- Job a
In the forum thread on outdoor housing below, what size is the large rabbit hutch the poster is considering?

- Passage to read
## BEGIN
# Types of outdoor housing



## lol mouse (Jul 11, 2014)

Which is the best kind of outdoor housing? It would be on a wooden patio, against a brick wall, if that makes a difference ( they wouldn't be able to burrow out) Also- we do have a fox problem. Please take into account that although I am prepared to spend money, I do not own a money tree, and I'd like to have money left for toys etc.
Out of-
A large rabbit hutch ( double decker 5ft)
Similar to this-http:// http://www.buttercupfarm.co.uk/5-chartwell-double-rabbit-guinea-pig-hutch.html?gclid=CJSokuebt8ICFVDKtAodyEkAlA

Or

A chicken coop style one
Like this-http:// http://www.ideas-4-pets.co.uk/ferrodo-ferret-hutch-047-p-6490.html

I know there's other kinds, if there's any particularly good kinds, please tell me 
Thanks


----------



## DKDREAM (Sep 15, 2008)
## END
- Job b
Pick out every line of the records below that contains the string "brick", matching case exactly, and copy each of those lines.

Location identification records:
## BEGIN
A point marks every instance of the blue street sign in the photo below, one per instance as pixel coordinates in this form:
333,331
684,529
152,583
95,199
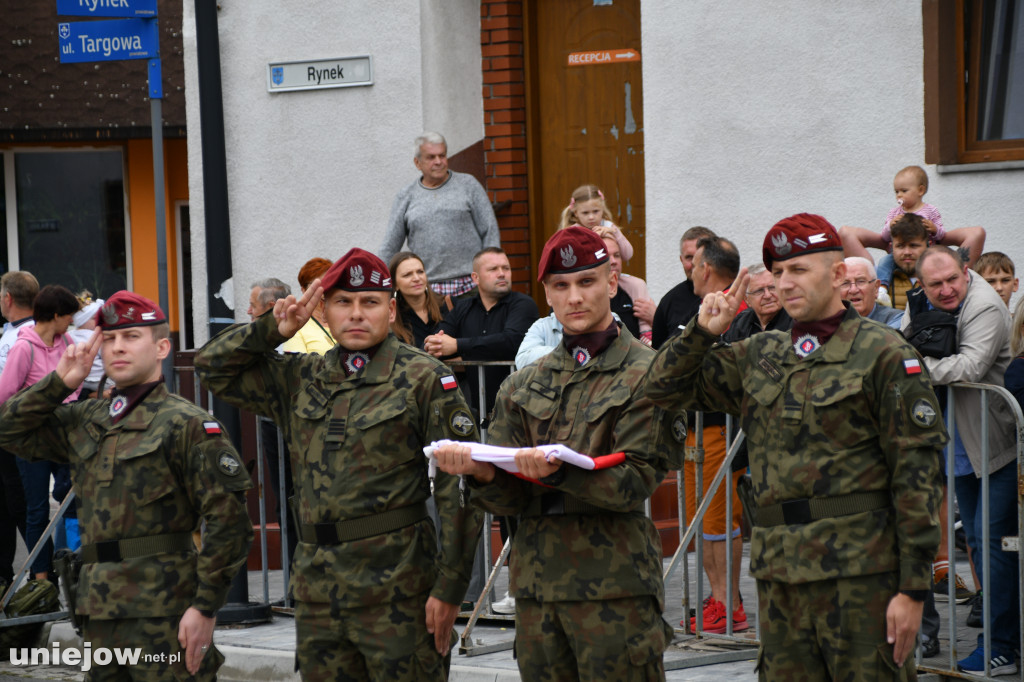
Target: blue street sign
108,41
127,8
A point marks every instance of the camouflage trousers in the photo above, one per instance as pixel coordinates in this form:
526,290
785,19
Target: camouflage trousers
611,639
161,655
828,630
389,643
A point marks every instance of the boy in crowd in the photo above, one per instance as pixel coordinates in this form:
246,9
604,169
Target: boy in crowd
996,268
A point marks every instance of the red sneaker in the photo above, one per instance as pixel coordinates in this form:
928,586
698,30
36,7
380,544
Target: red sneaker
715,619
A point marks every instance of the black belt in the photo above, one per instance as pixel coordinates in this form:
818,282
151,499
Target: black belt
136,548
365,526
794,512
554,504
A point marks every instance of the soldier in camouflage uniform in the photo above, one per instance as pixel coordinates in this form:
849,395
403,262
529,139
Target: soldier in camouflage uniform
376,597
150,468
586,563
844,432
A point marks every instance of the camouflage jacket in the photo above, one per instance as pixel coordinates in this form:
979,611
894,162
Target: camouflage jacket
598,409
856,415
355,445
159,470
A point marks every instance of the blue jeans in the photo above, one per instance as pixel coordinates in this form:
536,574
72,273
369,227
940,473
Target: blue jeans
1005,602
36,481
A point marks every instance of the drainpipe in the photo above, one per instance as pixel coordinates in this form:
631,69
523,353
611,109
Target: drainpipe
218,254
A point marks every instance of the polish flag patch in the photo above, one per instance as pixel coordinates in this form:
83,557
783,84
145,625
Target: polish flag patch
911,367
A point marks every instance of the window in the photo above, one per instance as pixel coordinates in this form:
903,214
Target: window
974,81
70,222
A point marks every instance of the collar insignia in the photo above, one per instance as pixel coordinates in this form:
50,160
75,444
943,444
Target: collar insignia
118,406
356,361
806,345
582,355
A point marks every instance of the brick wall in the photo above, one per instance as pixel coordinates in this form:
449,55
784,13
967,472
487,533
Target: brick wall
505,129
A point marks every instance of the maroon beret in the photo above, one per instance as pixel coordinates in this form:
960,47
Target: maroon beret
127,309
804,232
357,270
571,250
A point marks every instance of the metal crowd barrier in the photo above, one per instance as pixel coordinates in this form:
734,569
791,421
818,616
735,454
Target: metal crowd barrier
740,647
26,568
1010,544
482,606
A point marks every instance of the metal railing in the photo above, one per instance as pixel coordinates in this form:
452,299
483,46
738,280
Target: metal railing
482,606
689,531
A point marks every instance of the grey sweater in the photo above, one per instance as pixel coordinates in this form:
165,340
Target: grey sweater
444,226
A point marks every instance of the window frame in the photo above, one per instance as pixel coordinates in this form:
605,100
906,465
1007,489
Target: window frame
950,92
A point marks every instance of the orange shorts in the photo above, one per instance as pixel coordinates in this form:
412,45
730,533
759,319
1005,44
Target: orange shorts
714,520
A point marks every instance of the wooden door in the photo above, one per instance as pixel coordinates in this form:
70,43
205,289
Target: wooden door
586,114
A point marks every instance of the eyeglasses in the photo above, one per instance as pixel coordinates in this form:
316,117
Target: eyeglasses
858,284
758,293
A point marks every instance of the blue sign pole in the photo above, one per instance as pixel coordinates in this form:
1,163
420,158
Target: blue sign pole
127,39
126,8
109,41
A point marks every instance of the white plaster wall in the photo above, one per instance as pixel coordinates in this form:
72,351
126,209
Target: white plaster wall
754,112
313,173
453,80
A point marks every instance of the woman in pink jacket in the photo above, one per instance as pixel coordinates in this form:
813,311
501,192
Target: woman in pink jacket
34,354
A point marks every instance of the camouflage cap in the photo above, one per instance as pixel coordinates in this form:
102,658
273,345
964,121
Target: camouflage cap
571,250
799,235
128,309
357,270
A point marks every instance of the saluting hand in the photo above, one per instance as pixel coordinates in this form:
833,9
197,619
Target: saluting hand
76,363
718,309
292,314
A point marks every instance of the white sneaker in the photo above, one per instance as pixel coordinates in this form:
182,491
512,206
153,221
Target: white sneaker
506,606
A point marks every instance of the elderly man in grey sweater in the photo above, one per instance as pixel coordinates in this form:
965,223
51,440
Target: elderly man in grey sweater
445,217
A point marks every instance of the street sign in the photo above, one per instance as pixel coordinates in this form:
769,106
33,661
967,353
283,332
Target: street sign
592,57
126,8
108,41
340,73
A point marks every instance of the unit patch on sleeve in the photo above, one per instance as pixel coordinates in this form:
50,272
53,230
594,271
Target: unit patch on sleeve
679,429
923,413
461,422
228,464
911,367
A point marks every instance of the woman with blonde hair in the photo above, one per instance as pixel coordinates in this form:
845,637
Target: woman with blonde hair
419,307
314,336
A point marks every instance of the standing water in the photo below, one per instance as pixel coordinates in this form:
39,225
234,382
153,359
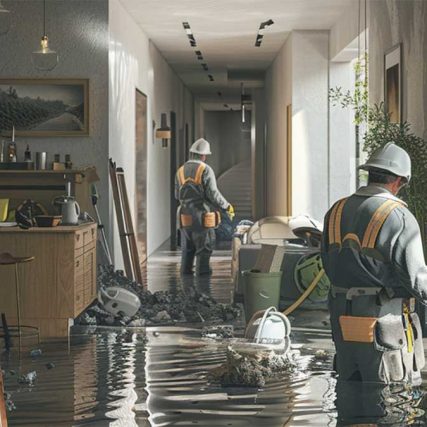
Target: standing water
159,376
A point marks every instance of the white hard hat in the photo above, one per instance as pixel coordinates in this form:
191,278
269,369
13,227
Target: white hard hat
390,158
202,147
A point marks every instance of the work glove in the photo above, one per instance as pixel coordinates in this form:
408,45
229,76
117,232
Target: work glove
230,212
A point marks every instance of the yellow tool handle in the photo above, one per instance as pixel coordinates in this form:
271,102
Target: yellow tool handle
305,294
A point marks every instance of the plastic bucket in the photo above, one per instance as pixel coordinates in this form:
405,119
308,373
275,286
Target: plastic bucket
261,291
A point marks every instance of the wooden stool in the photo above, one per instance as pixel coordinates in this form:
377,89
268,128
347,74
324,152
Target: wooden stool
8,259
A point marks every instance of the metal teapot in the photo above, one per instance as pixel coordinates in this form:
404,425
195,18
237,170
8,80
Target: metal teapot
70,209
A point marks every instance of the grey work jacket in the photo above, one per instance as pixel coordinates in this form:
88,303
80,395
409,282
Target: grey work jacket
400,263
211,194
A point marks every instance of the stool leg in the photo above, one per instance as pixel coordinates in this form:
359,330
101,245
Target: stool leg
18,305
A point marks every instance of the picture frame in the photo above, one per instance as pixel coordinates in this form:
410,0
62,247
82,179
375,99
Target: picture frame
393,83
44,107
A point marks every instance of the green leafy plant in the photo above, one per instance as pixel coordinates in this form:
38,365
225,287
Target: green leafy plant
357,99
381,131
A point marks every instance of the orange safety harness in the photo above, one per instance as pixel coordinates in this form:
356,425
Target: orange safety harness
361,329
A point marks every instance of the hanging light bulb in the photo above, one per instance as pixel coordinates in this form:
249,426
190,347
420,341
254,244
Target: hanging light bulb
45,59
4,19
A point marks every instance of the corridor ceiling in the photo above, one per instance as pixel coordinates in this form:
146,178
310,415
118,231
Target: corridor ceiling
225,32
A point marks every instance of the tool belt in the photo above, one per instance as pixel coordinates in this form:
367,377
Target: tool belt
211,219
186,220
362,328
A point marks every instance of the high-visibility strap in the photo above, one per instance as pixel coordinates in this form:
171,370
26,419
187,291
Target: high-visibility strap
376,222
199,173
181,176
335,223
197,179
352,236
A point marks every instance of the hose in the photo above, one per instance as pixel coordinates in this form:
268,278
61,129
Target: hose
305,294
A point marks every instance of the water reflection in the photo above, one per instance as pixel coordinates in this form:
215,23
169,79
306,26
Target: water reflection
117,377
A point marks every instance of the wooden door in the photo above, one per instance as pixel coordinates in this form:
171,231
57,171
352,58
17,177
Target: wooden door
173,168
141,173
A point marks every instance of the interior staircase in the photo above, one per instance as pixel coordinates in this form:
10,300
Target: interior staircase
236,186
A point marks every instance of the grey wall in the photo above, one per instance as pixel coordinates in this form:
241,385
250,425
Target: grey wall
79,33
401,21
229,144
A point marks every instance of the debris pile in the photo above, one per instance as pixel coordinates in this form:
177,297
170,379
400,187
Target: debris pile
253,370
161,307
## END
- Complete output a
A double-decker hutch, 5 ft.

- Complete output b
A point marks every instance of the brick wall in the photo above, one per instance as pixel coordinates in this form:
Target: brick wall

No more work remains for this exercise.